▸ **DIRECTIVE**
In the listing below, locate the line containing "mark: the innermost point of each instance of the red painted"; reproduce that line and all lines that follow it, unchanged.

▸ **LISTING**
■ ■ ■

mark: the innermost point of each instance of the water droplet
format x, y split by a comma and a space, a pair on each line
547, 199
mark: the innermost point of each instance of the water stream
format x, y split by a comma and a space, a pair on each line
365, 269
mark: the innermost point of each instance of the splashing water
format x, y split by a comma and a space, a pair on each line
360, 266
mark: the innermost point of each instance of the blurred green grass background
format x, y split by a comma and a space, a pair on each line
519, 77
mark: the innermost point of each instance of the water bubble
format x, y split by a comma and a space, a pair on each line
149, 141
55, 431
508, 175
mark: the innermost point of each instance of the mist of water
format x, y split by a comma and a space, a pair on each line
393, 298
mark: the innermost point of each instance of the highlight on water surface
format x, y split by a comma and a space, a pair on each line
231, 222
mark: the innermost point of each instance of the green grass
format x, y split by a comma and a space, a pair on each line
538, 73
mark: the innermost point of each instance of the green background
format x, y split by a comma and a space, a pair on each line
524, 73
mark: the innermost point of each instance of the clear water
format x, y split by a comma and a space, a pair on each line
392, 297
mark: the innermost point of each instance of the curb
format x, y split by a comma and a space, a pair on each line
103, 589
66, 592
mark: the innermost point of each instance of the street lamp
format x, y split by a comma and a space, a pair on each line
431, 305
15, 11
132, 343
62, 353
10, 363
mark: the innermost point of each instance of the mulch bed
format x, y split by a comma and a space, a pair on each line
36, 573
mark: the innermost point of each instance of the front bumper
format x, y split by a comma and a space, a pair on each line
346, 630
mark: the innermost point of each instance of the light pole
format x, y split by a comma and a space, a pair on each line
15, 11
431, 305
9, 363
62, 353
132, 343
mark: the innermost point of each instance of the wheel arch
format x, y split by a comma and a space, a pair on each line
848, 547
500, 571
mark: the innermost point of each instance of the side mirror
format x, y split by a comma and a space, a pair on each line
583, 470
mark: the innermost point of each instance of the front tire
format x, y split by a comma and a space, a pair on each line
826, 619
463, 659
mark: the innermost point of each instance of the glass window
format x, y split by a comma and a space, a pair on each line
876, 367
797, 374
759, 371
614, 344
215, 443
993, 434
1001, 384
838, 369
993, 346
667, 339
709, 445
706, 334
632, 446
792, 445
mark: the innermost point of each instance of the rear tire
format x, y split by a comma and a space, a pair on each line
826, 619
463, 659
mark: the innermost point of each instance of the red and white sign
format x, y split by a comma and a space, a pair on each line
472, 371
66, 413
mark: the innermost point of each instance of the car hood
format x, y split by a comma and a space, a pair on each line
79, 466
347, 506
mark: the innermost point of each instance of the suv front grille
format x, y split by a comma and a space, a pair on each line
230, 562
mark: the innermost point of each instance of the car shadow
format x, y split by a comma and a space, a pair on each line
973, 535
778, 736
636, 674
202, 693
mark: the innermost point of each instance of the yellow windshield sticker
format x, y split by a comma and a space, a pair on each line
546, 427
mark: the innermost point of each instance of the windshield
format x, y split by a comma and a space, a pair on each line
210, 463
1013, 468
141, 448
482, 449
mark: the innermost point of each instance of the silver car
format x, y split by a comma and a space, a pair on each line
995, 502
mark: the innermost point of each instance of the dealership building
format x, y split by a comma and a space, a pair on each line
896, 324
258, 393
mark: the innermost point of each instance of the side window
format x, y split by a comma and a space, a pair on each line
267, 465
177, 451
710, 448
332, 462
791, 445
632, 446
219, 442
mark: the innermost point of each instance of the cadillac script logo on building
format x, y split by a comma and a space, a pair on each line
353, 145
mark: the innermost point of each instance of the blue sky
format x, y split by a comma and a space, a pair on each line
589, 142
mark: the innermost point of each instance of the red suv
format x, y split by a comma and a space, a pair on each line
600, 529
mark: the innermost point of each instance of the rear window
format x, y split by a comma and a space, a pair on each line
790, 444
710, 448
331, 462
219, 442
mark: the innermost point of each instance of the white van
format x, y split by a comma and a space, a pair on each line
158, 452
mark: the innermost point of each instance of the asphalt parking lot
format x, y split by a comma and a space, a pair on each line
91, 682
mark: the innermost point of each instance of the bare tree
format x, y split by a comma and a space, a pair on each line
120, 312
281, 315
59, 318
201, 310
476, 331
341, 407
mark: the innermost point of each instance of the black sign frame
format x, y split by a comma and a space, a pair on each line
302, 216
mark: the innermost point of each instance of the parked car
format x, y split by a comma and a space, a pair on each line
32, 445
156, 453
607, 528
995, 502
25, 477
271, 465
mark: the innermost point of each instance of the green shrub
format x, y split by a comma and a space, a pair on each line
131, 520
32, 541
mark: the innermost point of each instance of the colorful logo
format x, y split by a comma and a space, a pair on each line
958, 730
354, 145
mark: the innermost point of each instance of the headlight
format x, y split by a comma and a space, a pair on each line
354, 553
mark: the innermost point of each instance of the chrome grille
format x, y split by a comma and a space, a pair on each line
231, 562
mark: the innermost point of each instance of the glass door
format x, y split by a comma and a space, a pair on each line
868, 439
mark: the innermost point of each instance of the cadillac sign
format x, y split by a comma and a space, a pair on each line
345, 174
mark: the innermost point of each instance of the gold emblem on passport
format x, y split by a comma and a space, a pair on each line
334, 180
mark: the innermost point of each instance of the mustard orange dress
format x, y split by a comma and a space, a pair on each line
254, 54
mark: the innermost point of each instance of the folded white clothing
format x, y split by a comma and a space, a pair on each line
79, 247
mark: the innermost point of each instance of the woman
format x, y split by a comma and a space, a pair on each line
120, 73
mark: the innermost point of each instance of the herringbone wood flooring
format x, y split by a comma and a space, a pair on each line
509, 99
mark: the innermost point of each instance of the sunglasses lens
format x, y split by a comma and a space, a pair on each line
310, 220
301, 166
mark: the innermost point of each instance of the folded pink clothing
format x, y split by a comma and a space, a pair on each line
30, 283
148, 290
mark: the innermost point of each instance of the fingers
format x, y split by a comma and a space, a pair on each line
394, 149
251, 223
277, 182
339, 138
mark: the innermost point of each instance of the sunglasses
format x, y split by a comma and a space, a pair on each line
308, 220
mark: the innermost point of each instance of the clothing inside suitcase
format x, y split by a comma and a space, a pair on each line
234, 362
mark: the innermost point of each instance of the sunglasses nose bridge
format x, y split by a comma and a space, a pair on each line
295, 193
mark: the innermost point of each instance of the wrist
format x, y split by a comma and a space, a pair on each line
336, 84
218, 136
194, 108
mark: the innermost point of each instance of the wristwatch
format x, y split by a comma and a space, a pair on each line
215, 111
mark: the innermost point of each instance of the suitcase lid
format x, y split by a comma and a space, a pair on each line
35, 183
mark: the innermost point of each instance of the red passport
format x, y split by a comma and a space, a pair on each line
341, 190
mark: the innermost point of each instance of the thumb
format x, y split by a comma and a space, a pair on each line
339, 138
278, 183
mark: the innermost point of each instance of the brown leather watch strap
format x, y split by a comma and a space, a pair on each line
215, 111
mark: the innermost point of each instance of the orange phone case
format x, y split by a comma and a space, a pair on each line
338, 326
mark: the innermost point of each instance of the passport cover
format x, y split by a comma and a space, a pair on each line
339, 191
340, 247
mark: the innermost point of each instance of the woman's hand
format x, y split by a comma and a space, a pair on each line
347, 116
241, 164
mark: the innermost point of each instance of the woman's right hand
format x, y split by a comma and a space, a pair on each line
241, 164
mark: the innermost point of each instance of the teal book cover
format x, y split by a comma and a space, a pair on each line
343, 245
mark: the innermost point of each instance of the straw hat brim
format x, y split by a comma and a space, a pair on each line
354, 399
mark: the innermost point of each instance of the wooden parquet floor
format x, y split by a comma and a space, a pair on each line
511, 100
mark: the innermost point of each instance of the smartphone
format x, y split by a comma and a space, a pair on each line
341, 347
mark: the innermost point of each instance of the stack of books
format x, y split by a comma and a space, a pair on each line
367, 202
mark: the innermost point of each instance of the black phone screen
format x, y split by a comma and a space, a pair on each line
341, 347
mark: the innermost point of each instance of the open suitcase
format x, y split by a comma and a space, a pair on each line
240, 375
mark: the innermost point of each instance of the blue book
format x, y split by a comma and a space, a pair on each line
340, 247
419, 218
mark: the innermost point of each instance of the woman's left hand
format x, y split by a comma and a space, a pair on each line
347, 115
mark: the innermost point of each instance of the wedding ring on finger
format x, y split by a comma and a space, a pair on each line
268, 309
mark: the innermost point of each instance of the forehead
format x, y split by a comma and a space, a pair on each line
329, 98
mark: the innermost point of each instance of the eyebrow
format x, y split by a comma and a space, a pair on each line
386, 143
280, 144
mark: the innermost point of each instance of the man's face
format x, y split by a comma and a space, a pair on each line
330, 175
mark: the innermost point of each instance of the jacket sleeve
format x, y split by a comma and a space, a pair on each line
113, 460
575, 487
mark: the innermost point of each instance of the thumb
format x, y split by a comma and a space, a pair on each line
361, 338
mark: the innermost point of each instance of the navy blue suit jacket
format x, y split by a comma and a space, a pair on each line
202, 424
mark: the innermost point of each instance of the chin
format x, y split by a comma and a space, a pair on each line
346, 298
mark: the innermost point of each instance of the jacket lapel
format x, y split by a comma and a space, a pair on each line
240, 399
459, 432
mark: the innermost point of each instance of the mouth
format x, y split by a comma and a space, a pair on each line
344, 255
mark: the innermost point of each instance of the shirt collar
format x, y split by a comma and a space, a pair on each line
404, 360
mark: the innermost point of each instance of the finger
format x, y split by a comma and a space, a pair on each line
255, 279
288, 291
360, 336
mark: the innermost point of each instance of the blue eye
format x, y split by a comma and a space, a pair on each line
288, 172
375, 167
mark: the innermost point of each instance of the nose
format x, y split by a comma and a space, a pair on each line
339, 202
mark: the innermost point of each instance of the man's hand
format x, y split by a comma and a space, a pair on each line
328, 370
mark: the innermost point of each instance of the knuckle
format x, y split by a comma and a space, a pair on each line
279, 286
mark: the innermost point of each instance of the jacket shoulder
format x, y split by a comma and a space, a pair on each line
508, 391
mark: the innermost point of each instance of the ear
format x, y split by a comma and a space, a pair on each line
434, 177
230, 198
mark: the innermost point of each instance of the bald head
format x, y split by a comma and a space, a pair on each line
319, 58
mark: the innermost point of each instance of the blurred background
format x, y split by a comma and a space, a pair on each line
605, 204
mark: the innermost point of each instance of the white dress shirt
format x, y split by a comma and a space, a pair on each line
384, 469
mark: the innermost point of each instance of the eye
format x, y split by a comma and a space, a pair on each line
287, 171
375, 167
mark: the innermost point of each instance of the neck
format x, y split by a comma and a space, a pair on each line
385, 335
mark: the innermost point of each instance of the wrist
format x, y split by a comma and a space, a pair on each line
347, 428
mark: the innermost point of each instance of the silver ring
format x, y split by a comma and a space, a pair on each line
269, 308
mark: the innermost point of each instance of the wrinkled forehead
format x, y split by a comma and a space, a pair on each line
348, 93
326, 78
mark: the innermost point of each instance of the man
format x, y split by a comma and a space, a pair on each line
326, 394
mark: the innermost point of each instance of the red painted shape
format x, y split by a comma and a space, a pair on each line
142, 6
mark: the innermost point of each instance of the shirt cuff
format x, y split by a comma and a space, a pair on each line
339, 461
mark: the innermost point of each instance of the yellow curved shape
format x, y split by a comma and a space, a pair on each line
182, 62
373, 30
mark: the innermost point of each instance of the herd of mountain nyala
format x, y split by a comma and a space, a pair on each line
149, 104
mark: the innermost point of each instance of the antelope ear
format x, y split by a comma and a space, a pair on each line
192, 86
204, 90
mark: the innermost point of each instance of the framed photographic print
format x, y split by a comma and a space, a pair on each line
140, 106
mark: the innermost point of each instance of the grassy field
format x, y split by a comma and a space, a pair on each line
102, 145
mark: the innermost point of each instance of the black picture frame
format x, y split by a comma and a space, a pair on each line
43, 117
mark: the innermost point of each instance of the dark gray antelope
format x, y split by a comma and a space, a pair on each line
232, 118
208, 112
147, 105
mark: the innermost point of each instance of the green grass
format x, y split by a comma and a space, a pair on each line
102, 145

■ ■ ■

▸ **TASK SOLUTION**
mark: the innermost point of each instance of the red painted shape
format x, y split by a comma and a space, a pair on each line
142, 6
mark: the innermost point of each instance of the shirt cuff
format x, y split by a comma and a space, a pair on each line
339, 461
mark: the innermost point of each instance of the yellow curved shape
format x, y split by a comma and a space, a pair on each line
182, 62
373, 30
mark: the innermost point of each instance of the herd of mountain nyala
format x, y split by a comma and a space, a pair on each line
149, 104
mark: the innermost point of each instance of the antelope ear
format x, y split by a comma and a space, a pair on each line
192, 86
204, 90
mark: the innermost point of each instance of the framed photographic print
format x, y split by a comma and a space, a pair on each line
140, 106
mark: the innermost point of each instance of the grassy field
format x, y split by a comma and a space, a pair on each line
102, 145
mark: the innermost point of each instance of the black picture frame
format x, y split by a comma and a space, a pair on each line
43, 117
mark: the innermost point of each instance of the dark gray antelope
format x, y split by a comma and a space, a pair on each line
232, 118
208, 112
147, 105
mark: the innermost point of each instance of the green grass
format x, y split by a comma and a space, a pair on each line
102, 145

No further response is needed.